▶ Exercise
In this exercise, each record below is to be written out again exactly.

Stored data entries
=-=-=
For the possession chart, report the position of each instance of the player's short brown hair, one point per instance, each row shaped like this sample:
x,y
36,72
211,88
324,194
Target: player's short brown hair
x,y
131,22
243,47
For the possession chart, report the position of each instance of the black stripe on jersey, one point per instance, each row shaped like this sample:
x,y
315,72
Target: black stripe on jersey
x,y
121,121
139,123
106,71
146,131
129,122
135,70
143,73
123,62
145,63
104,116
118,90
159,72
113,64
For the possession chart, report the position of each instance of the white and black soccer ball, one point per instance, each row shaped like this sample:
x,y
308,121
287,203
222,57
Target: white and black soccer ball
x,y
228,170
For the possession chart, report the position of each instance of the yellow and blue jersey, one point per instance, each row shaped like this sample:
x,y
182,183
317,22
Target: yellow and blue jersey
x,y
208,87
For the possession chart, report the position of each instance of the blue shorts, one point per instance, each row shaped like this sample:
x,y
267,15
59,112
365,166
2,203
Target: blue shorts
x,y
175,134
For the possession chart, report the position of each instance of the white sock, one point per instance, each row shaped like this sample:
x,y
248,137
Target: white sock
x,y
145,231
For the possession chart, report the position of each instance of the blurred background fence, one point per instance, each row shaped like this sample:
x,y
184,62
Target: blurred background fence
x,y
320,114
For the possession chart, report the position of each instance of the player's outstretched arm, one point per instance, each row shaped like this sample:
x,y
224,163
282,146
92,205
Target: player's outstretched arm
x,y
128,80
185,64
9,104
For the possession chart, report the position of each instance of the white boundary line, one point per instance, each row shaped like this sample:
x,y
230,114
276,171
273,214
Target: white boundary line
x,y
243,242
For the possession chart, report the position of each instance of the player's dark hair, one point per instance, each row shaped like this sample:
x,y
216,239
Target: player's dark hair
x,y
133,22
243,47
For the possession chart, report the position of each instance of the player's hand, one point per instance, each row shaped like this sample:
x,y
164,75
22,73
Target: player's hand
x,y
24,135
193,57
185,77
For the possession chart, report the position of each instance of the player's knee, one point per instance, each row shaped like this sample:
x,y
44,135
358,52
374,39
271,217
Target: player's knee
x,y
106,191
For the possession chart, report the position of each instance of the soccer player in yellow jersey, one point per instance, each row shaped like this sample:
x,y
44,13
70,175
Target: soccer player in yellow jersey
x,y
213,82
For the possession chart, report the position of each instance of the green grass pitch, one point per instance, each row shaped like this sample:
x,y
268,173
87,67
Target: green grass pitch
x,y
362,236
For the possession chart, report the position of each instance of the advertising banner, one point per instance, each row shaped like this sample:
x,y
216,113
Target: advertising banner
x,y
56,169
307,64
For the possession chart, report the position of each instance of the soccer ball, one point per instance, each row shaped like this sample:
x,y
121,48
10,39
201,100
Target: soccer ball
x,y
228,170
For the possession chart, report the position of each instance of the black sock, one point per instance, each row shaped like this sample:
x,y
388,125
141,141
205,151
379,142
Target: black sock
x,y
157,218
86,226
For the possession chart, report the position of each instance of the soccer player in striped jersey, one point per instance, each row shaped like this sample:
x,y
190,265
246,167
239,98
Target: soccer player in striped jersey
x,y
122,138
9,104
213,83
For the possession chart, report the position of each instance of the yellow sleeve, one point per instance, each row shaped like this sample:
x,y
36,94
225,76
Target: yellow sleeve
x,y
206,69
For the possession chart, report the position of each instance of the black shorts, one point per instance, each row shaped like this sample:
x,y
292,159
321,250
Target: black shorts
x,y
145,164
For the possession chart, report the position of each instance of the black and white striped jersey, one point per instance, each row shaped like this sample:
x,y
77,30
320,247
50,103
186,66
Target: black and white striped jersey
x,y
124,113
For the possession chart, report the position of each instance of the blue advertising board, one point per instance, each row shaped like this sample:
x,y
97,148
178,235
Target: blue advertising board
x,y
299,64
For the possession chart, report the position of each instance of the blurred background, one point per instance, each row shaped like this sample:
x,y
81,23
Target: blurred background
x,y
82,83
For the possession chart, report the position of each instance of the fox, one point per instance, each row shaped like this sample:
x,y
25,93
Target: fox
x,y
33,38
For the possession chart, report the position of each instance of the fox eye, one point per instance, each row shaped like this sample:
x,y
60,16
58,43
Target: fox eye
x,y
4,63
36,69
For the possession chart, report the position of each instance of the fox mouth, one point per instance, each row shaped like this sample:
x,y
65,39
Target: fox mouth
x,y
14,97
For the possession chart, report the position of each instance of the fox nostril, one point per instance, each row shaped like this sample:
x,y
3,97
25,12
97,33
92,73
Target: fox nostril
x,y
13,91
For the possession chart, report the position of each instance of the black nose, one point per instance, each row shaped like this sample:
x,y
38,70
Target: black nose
=-=-=
▶ Response area
For the possession chart, report the position of each instance of the player's short brown hair, one point per instance, each row shaped like this sample:
x,y
36,72
211,88
324,194
Target: player's short brown hair
x,y
131,22
243,47
For the possession chart, report the position of each instance of the black stripe on jersey, one point per instance, each row shaped like this sample:
x,y
315,72
Target: black stripe on jersey
x,y
121,121
139,123
106,71
146,131
129,122
135,70
143,73
123,62
145,63
104,116
118,90
159,72
113,64
For the possession chart, report the position of each instance of the white and black soccer ball, one point per instance, each row shaped like this sample:
x,y
308,121
287,203
222,57
Target: white and black soccer ball
x,y
228,170
For the possession chart, report the position of each instance of the yellow and blue jersey, one point per instance, each row shaped like this sample:
x,y
182,183
317,22
Target: yellow and blue jersey
x,y
208,87
For the possession chart, report the position of each instance of the blue shorts, one point per instance, each row shaped like this sample:
x,y
267,15
59,112
365,166
2,203
Target: blue shorts
x,y
175,134
For the possession chart, report the position of each instance of the white sock, one point per instance, each row shaped like this sample:
x,y
248,137
Target: white sock
x,y
145,231
For the possession chart, report the position of each instance of the blurred background fence, one point per instance, each row shaped like this sample:
x,y
184,62
Target: blurred background fence
x,y
320,114
For the possession chart, report the position of each instance of the player's outstretched arm, one point per instance, each row shaped like this sample:
x,y
224,163
282,146
92,205
Target: player's outstretched arm
x,y
128,80
185,64
9,104
For the possession chart, report the position of each instance of the white boundary line, one point per instance, each row shaped like this sample:
x,y
230,114
276,171
273,214
Target: white boundary line
x,y
243,242
For the possession chart, report the position of each instance of the player's dark hair, one point per instance, each row shaped like this sample:
x,y
216,239
Target: player's dark hair
x,y
133,22
243,47
For the possession chart, report the position of each instance of the player's hand, one point per instance, each row shaped like this sample:
x,y
164,75
22,73
Target: player's hand
x,y
24,135
193,57
185,77
For the possession chart, report the position of each instance of the player's knee, one point per instance, each row shaped like this sample:
x,y
44,135
358,52
374,39
271,217
Target: player's knee
x,y
106,191
For the possession chart, report the position of each instance of the soccer player in yellow jersey, one point per instance, each row shaped like this sample:
x,y
44,13
70,175
Target: soccer player in yellow jersey
x,y
213,82
For the possession chart, report the position of each instance of the green grass pitch, one point per instance, each row shaped like this sample:
x,y
268,173
87,67
Target: green grass pitch
x,y
362,236
For the possession chart, report the position of each instance of the advertising banner, one point per instance, each row shaped like this sample:
x,y
216,113
Target: advertising banner
x,y
56,169
307,64
For the possession chart, report the position of each instance of the soccer ball, one point per instance, each row shaped like this sample:
x,y
121,48
10,39
201,100
Target: soccer ball
x,y
228,170
For the possession chart, report the position of each instance of the black sock, one point per instance, each row shaped like this sample:
x,y
388,125
141,141
205,151
379,142
Target: black sock
x,y
157,218
86,226
For the possession chart, report the position of each instance of the soccer player in striped jersey, one point per instance, each row shaped like this sample:
x,y
190,265
246,167
239,98
Target: soccer player in striped jersey
x,y
122,138
9,104
213,83
For the possession chart, report the position of each instance of the yellow sleeve, one point per instance, each row shaped like this sample:
x,y
36,94
225,76
Target: yellow sleeve
x,y
206,69
For the possession chart, report the position of each instance of the black shorts, one point per instance, each row shaped like this sample:
x,y
292,159
321,250
Target: black shorts
x,y
145,164
For the possession chart, report the position of each instance of the black and white striped jersey, one point per instance, each row shaped like this sample:
x,y
77,30
320,247
50,103
186,66
Target: black and white striped jersey
x,y
124,113
For the possession chart, report the position of each instance of the blue advertising board, one point per instance, each row shaped like this sample:
x,y
97,148
178,235
Target: blue advertising board
x,y
299,64
For the possession chart, report the position of each instance of the blurred background, one point per instance, each row shaped like this sample:
x,y
81,23
Target: blurred background
x,y
82,83
For the possession chart, report the position of each instance of the fox, one point per instance, each row shaped like this sample:
x,y
25,93
Target: fox
x,y
33,38
For the possession chart, report the position of each instance of the fox eye, one point per instance, each row shaped like this sample:
x,y
60,16
58,43
Target: fox eye
x,y
4,63
36,69
For the possession chart, report the position of each instance of the fox mouth, one point per instance, each row shaped like this sample:
x,y
65,39
Target: fox mouth
x,y
14,97
For the possession chart, report the position of each instance of the fox nostril, one point per instance, each row shaped like this sample:
x,y
3,97
25,12
97,33
92,73
Target: fox nostril
x,y
13,91
For the possession chart, report the position of each instance of the black nose, one point per instance, each row shaped like this sample:
x,y
38,70
Target: black nose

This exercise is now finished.